Problem statement
In the abstract on the SPAR cell platform, which luminescent reporter protein do the SPAR cells express?

Quoted passage
Surface programmable activation receptor (SPAR) cell platform for the rapid detection of melanoma-specific biomarkers

• Published in: Journal of clinical oncology Vol. 37; no. 15_suppl; p. e14263
• Main Authors: Lwande, Joel, Kittle, Joseph D, Williams, M. Russell, Liang, Shengwen, McQuaid, Kyle, Frenchmeyer, Melissa, Tang, Yuanyuan, Neese, Allison, Hua, Jiangzhou, McBrairty, Charles
• Format: Journal Article
• Language: English
• Published: 20.05.2019
• ISSN: 0732-183X; 1527-7755
• DOI: 10.1200/JCO.2019.37.15_suppl.e14263

Abstract only e14263 Background: We have previously demonstrated that SPAR modified T cells effectively detect bacterial and viral pathogens. SPAR cells are engineered to express a modified T cell receptor (TCR) capable of antibody-directed signal transduction and respond with a Ca 2+ -mediated production of luminescent signal upon target detection. Here we describe the ability of SPAR cells to rapidly detect the cell surface expression of melanoma biomarkers without a requirement for extensive sample preparation. Methods: SPAR cells expressing both an engineered T cell receptor and the luminescent reporter protein aequorin were developed via the transfection of Jurkat cells with the aequorin expression vector pEF1-Aeq and an engineered TCR complex composed of mouse FcγRI fused to the CD3ζ subunit. The mFcγRI-CD3ζ receptor binds to the Fc region of full-length mouse IgG2 antibodies: SPAR cells are programmed for target detection via the addition of target-specific antibody. The ability of programmed SPAR cells to accurately detect melanoma-specific cell surface biomarkers was evaluated using whole cells from cultured mouse (B16-F10) and human (SK-Mel-28) melanoma cell lines. SPAR cells were programmed by incubation with murine antibodies directed toward the melanoma biomarkers CD133 or TRP1, then mixed with melanoma cells or K562 control cells and evaluated for signal generation. Results: SPAR cells programmed with anti-CD133 or anti-TRP1 antibody produced luminescent signal within minutes when combined with human SK-Mel-28 cells or mouse B16-F10 cells, respectively, known to abundantly express the appropriate biomarker. No signal was generated when programmed SPAR cells were incubated with K562 cells. Further studies also document cytokine production following receptor engagement. Conclusions: SPAR cells can be programmed for the rapid and specific detection of known cell surface cancer biomarkers. The Ca 2+ -dependent production of luminescent signal and cytokine release in response to TCR engagement suggests SPAR cell activation. Thus, in addition to biomarker detection the SPAR system may ultimately provide predictive insights into the potency of antibody-directed cell therapy.

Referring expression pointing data
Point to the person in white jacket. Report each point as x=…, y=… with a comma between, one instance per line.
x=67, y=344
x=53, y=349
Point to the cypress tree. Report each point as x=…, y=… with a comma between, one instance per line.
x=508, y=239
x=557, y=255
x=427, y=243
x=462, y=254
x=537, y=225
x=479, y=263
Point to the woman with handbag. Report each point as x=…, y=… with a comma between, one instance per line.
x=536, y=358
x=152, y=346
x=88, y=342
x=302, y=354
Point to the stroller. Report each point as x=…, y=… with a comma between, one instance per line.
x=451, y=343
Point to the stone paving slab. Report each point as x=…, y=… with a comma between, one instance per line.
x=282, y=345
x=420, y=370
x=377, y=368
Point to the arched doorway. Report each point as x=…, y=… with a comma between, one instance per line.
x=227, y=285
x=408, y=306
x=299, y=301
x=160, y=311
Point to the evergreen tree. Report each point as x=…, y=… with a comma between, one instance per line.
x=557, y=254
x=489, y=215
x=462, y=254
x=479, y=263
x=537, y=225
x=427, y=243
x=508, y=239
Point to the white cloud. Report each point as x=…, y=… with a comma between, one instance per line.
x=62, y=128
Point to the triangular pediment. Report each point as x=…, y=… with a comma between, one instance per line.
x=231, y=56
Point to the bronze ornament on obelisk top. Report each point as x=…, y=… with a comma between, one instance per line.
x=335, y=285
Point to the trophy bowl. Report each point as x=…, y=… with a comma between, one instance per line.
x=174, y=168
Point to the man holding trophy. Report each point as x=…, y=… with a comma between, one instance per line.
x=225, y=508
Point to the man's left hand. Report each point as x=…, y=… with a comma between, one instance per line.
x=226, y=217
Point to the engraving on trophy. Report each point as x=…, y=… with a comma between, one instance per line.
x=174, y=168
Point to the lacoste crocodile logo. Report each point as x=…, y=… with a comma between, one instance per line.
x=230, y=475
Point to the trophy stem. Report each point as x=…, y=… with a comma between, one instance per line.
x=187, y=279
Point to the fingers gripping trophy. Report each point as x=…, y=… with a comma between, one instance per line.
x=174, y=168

Output of the task
Aequorin.